== Extrait du document ==
Haroun Tazieff entre au CNRS en 1967 et devient directeur de recherche en 1972. La même année, il devient directeur du laboratoire de volcanologie au sein du Centre des faibles radioactivités du CEA à Gif-sur-Yvette, entité qui se spécialise dans l'étude des gaz éruptifs[24]. Il est aussi nommé chef de service au sein de l'IPGP et responsable des observatoires de surveillance volcanologique des départements d'outre-mer. Il dirige ainsi un programme de recherches coordonnées entre ces différentes entités. La direction scientifique du CNRS cautionne de fait, sur le tard, la démarche de Tazieff en lui accordant son plein soutien et les moyens matériels dont il a besoin. Mais celui-ci reste peu adepte de la science de bureau et de laboratoire et allergique aux longues procédures administratives[4].
Il s'empresse de monter, avec ses amis de l'Institut de volcanologie de Catane, une expédition franco-italienne en Afar (Éthiopie), dont le désert des Danakil est difficilement accessible, expédition dont il a le projet depuis longtemps pour prolonger ses découvertes d'éruptions sous-marines en mer Rouge vingt ans auparavant (il a fait plusieurs tentatives avortées en 1963 et 1966)[24]. L'expédition est fructueuse, avec notamment la découverte de deux lacs de lave permanents dans le cratère de l'Erta Ale. Vu la richesse géologique de ce territoire, d'autres expéditions suivent pendant une dizaine d'années[25]. De l'aveu même de Tazieff, ces travaux de recherche en Afar sont ce dont il est le plus fier dans sa carrière[24]. Le premier enseignement est que la dorsale océanique de la mer Rouge se poursuit à terre par la chaîne volcanique de l'Erta Ale pour rejoindre le grand rift africain, confirmant la continuité de l'activité volcanique le long des frontières de plaques tectoniques[25]. Le deuxième enseignement est que, contre toute attente, les laves de l'Erta Ale sont de nature océanique et non pas continentale. Le magma remonte directement depuis le manteau terrestre. C'est donc un segment d'océan en formation et exposé à l'air libre. Ces découvertes majeures viennent confirmer la toute nouvelle théorie de la tectonique des plaques[25].
La crise de la Soufrière de Guadeloupe en 1976 amène sur le devant de la scène les dissensions qui règnent entre scientifiques et politiques, mais également au sein de la communauté scientifique[26]. Tazieff s'oppose à Claude Allègre, le directeur de l'Institut de physique du globe de Paris dont il dépend, sur les risques encourus et sur les recommandations à faire aux autorités. Chacun des deux hommes représente un camp qui ne fait pas la même analyse géologique de l'éruption, de ses causes et de ses conséquences. L'accalmie du volcan après plusieurs semaines montre que Tazieff avait raison. Mais son franc-parler déplaît et la fracture restera au sein de la communauté scientifique[27].

== Données fournies ==
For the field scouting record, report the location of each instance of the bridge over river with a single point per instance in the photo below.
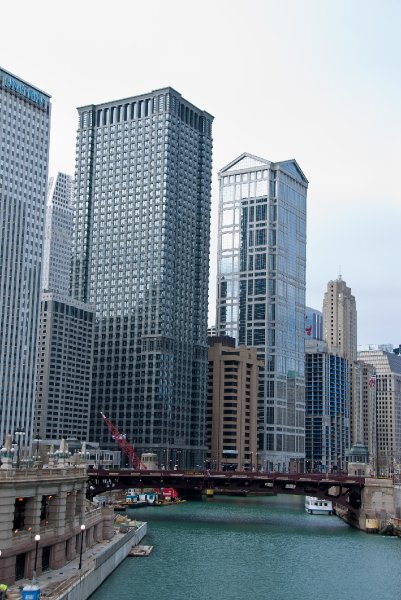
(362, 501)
--
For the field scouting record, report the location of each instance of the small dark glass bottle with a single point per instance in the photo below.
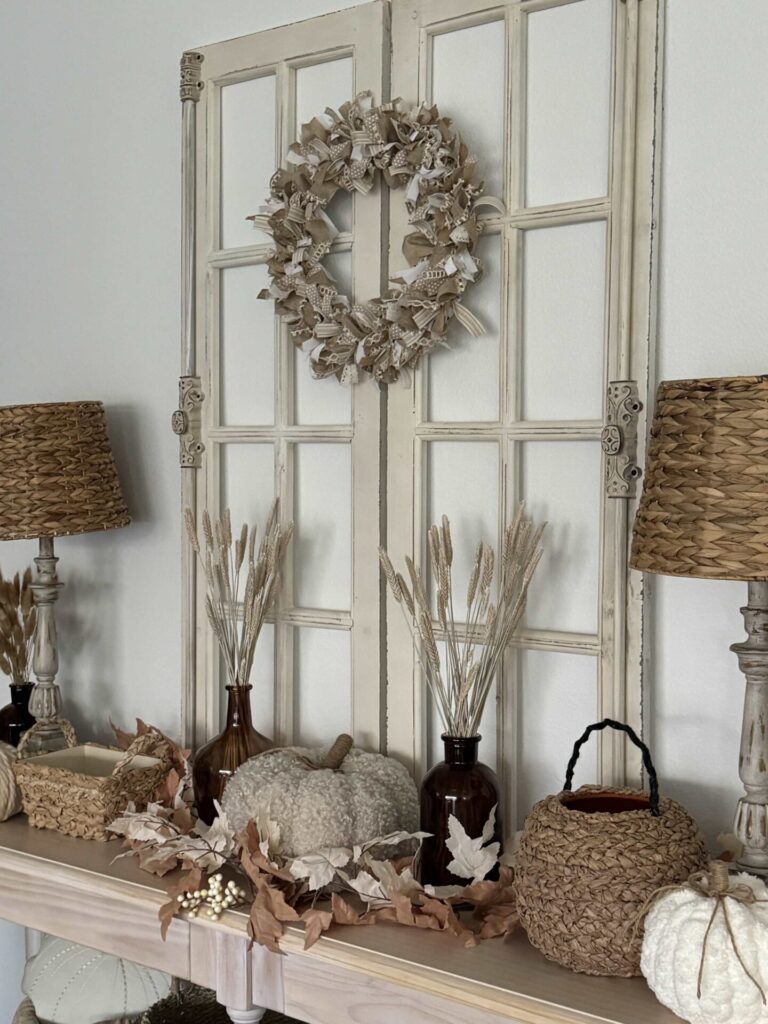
---
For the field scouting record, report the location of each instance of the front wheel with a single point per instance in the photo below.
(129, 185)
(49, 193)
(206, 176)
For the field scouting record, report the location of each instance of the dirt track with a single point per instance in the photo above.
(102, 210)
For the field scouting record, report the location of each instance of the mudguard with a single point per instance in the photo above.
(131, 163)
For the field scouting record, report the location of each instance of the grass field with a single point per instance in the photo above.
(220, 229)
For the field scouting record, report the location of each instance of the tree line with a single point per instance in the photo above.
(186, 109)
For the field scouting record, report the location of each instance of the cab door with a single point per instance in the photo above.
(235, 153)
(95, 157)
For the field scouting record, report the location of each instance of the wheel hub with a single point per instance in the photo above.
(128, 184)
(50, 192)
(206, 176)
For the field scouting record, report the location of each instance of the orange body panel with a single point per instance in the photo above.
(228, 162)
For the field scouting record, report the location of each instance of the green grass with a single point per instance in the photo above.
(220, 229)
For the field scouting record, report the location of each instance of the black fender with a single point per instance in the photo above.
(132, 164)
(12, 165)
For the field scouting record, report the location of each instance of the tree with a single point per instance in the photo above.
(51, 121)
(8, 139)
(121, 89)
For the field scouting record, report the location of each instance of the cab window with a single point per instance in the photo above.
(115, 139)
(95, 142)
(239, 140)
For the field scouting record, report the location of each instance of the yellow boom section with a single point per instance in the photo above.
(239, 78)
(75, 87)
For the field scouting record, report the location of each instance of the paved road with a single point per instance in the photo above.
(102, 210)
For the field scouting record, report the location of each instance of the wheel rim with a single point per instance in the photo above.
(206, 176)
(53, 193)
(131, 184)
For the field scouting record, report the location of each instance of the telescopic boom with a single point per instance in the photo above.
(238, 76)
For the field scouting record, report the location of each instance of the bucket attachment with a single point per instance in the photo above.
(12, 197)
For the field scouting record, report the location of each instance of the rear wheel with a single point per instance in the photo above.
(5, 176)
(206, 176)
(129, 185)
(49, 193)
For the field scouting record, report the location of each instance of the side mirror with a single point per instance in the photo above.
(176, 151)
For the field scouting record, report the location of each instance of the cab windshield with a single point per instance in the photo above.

== Tâches à réaliser ==
**A)** Mettez à jour l'extrait sur Haroun Tazieff entre "Haroun Tazieff entre" et "longues procédures administratives[4]." inclus, en remplaçant "gaz éruptifs" par "gaz volcaniques".
**B)** D'après l'extrait sur Haroun Tazieff, qu'a-t-on découvert dans le cratère de l'Erta Ale lors de l'expédition en Afar ?

== Réponses aux tâches ==
**A)**
Haroun Tazieff entre au CNRS en 1967 et devient directeur de recherche en 1972. La même année, il devient directeur du laboratoire de volcanologie au sein du Centre des faibles radioactivités du CEA à Gif-sur-Yvette, entité qui se spécialise dans l'étude des gaz volcaniques[24]. Il est aussi nommé chef de service au sein de l'IPGP et responsable des observatoires de surveillance volcanologique des départements d'outre-mer. Il dirige ainsi un programme de recherches coordonnées entre ces différentes entités. La direction scientifique du CNRS cautionne de fait, sur le tard, la démarche de Tazieff en lui accordant son plein soutien et les moyens matériels dont il a besoin. Mais celui-ci reste peu adepte de la science de bureau et de laboratoire et allergique aux longues procédures administratives[4].

**B)** Deux lacs de lave permanents.